* Check your understanding
1. Rewrite the paragraph in the hidden-camera news story that begins "Hospital spokesman Eric Lunde said" as a short bulleted list that keeps its main facts.
2. Name every person identified by name in the hidden-camera news story, and give each one's role as the story states it.
3. Extend the news story about the hidden camera at the Manchester hospital, starting right after its final sentence.

* Document section
- - -
Workers Sue Eastern Kentucky Hospital Over Hidden Video Camera

LEXINGTON, Ky. (AP) - Two female employees at an eastern Kentucky hospital filed a lawsuit claiming that a room where workers changed clothes was wired with a hidden video camera.

The complaint raises the possibility that security officers or others watched employees undressing and dressing for an extended period at the Manchester hospital.

"It's clear that they sat there and watched the girls change clothes," said R. Scott Madden of Manchester, one of the attorneys representing the women.

The monitor is thought to have been in either the security office or main administration office, Madden told the Lexington Herald-Leader. He said it's unclear how long the camera had been in place. He said it's also not yet known why the device was in use - whether there was some supposed security purpose or whether people were spying for their own gratification.

Hospital spokesman Eric Lunde said in a statement that the camera was in place to monitor and secure drugs used in surgery, and that surgical staffers are provided unmonitored changing areas. Employees are informed of the possible presence of security cameras, and the hospital does not have cameras in any inappropriate areas, Lunde said.

We have the utmost respect for all individuals, and we regret that this upsetting situation has occurred," he said.

The plaintiffs are Angel Edwards, an operating-room nurse, and Terry Nitz, a certified registered nurse anesthetist. The suit, filed last week in Clay County and which seeks unspecified damages, is against Manchester Memorial Hospital and its chief officer, Dennis Meyers; two vice presidents and two security workers; hospital owner Adventist Health System Sunbelt, which is affiliated with the Seventh-Day Adventist Church; and unknown others.
- - -
* Provided data
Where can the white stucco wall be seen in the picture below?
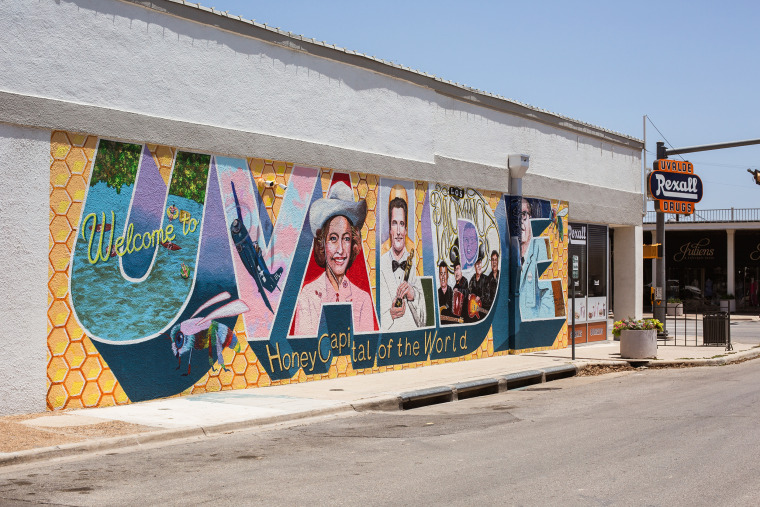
- - -
* Responses in order
1.
- Hospital spokesman Eric Lunde said the camera was there to monitor and secure drugs used in surgery.
- Surgical staff are given unmonitored changing areas.
- Employees are told that security cameras may be present.
- The hospital has no cameras in any inappropriate areas.

2.
- R. Scott Madden of Manchester: one of the attorneys representing the women
- Eric Lunde: hospital spokesman
- Angel Edwards: plaintiff, an operating-room nurse
- Terry Nitz: plaintiff, a certified registered nurse anesthetist
- Dennis Meyers: chief officer of Manchester Memorial Hospital, named in the suit

3.
The lawsuit said the hospital has two surgical suites with an adjacent anesthesia office. For years, male and female hospital workers have used that office as a changing room; the hospital does not have a women's locker room and there were problems with changing in restrooms, the suit said.

On March 30, Angel Edwards and her husband, Dr. Dana Edwards, were in the office discussing their next surgery when they saw a hole in a ceiling panel. They lifted the panel and found a hidden video camera, the lawsuit said.

After calling police, the Edwardses and Nitz confronted Meyers and Lee Wilson, security chief at the hospital. Wilson said when women were changing in the office, a female staffer would monitor the camera, the lawsuit said.

Within a month, the suit said, the hospital terminated Nitz's contract in retaliation for her complaints about the camera and about not getting the same bonus pay as a male employee who was a member of the Seventh-Day Adventist Church.

The suit charges that the defendants violated state law against voyeurism and eavesdropping; invaded the privacy of Edwards and Nitz; violated hospital policy; and inflicted emotional distress on the women.

It also alleges that the hospital discriminated against Nitz because she was female and not a church member, and illegally retaliated against her.